◆ WHAT THE TASK ASKS: Copy exactly the lines from the "Expected: one point per instance of the ash" line to the end, both included, and nothing else.

Location identification entries:
* * * *

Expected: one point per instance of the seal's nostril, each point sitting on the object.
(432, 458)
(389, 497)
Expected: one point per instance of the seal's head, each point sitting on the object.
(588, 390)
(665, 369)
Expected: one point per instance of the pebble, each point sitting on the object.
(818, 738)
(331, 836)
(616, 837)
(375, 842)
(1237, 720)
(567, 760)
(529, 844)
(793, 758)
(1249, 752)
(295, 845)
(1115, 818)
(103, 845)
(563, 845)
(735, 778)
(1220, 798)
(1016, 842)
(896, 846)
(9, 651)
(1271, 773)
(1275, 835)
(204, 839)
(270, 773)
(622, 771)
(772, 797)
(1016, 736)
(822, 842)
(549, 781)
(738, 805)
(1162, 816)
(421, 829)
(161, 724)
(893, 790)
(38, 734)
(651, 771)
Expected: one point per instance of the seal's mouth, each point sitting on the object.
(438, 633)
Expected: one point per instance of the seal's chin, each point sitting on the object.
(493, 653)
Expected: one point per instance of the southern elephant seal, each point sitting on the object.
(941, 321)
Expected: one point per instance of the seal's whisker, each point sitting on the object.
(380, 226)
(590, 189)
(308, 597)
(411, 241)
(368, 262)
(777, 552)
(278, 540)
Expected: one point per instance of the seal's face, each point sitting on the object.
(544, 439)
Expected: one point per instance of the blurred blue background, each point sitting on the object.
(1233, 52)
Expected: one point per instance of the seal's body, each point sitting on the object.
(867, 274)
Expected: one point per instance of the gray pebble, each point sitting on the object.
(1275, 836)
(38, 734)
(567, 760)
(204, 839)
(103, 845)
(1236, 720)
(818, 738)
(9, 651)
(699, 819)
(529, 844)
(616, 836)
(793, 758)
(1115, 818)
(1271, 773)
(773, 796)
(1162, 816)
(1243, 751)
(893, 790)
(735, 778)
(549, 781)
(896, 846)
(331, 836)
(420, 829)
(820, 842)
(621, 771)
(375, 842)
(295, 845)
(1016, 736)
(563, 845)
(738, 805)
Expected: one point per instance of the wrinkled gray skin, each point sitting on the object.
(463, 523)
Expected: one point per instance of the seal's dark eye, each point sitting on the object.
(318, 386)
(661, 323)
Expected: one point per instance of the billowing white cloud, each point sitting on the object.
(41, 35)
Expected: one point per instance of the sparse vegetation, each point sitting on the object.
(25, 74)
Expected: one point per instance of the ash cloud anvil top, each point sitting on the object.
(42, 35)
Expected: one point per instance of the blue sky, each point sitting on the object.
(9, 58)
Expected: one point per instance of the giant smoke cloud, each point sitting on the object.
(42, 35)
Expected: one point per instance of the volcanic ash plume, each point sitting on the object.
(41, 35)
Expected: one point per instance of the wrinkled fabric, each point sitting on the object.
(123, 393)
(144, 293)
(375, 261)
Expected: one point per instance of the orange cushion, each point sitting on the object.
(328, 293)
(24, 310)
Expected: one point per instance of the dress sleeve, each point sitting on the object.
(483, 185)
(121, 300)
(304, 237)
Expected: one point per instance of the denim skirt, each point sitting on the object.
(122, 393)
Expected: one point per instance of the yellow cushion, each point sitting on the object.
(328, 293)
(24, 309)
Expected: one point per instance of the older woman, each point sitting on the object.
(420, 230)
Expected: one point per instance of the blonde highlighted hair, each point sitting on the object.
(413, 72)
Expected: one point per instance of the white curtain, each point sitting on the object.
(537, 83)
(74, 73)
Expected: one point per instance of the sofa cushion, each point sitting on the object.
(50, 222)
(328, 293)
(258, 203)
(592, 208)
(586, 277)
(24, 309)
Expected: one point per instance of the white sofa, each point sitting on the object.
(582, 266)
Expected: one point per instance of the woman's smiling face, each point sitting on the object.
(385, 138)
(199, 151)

* * * *

◆ RESPONSE TO THE TASK:
Expected: one point per instance of the ash cloud anvil top, each point sitting on the object.
(42, 35)
Expected: one point per instance of the blue sky, each point sitting on the object.
(9, 58)
Expected: one point per instance of the giant smoke cloud, each point sitting on the object.
(42, 35)
Expected: one point per instance of the volcanic ash plume, each point sitting on the object.
(41, 35)
Expected: one point per instance of the wrinkled fabric, each point sitting on the object.
(123, 393)
(144, 293)
(375, 261)
Expected: one point per instance of the orange cushion, each point sitting on the object.
(328, 293)
(24, 310)
Expected: one point per instance of the dress sleeve, each point sitting on the object.
(483, 185)
(121, 300)
(304, 237)
Expected: one point per instance of the denim skirt, each point sitting on the object.
(122, 393)
Expected: one point per instance of the yellow cushion, each point sitting on the object.
(328, 293)
(24, 309)
Expected: one point per instance of the older woman, each point sitting on the object.
(420, 230)
Expected: one point per instance of the blonde highlighted hair, each point sitting on the object.
(413, 72)
Expected: one point per instance of the white curtain, each point sitting on the object.
(537, 83)
(74, 73)
Expected: one point per instance of the sofa cushion, each point sitting on the object.
(50, 222)
(328, 293)
(258, 203)
(592, 208)
(586, 277)
(24, 309)
Expected: one point per instance of the white sofa, each point sitting on the object.
(582, 266)
Expected: one point per instance of the woman's smiling face, each point sitting on the object.
(385, 138)
(199, 151)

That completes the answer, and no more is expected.